Requirement
Match on the string "dirt" in the entries below and return every matching line.

Data provided
- Opening Delimiter -
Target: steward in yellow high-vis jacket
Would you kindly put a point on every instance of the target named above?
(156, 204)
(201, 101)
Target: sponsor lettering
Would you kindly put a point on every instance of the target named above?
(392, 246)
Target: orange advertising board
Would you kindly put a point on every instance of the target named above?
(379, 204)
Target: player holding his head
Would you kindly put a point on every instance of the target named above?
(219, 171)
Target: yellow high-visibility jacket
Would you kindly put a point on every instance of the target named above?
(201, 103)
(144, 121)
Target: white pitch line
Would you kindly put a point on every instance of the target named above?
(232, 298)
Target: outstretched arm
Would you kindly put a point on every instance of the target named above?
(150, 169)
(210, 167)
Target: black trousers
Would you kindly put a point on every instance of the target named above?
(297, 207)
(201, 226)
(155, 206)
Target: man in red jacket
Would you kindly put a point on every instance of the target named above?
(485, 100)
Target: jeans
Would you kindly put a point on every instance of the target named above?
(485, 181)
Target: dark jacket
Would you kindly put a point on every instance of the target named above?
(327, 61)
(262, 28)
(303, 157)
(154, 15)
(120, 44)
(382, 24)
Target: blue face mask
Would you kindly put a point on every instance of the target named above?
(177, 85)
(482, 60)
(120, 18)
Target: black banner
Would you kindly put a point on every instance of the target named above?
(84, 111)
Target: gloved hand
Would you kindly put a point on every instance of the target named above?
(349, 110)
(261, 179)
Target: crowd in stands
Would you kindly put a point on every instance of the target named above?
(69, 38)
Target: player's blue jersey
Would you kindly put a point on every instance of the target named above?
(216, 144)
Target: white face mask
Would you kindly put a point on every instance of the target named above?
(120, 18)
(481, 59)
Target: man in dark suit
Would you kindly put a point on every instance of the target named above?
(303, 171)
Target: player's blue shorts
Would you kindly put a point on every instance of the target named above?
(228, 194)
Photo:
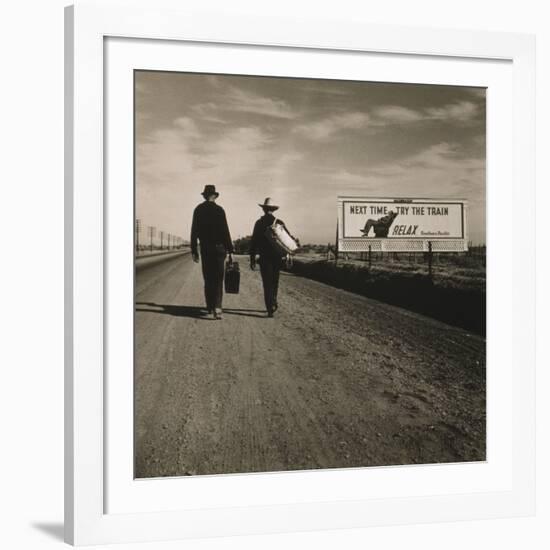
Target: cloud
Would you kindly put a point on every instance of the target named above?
- Closing Delimiter -
- Opening Delimiter -
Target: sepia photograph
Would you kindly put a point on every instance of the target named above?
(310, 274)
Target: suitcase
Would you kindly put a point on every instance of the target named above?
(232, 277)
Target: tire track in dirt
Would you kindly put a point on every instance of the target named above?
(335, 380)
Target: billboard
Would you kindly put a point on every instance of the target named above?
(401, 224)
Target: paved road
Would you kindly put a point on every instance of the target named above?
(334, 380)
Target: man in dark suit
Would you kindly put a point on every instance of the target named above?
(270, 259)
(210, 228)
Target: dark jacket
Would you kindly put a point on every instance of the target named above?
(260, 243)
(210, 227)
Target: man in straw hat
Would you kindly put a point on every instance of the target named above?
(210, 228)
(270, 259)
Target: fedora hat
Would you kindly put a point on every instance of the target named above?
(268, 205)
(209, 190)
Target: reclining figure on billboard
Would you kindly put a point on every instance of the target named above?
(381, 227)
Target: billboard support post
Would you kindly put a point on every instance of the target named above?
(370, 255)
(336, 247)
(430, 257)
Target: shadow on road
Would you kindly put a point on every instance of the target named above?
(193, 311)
- Closing Delimiter -
- Opening Delimiter -
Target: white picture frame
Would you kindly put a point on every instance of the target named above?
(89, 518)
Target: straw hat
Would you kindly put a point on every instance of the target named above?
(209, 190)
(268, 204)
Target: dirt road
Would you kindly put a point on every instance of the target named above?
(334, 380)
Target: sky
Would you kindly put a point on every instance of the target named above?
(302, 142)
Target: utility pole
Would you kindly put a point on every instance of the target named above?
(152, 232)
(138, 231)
- Closing Delimiter -
Completed task
Target: tire track in dirt
Target: dirt road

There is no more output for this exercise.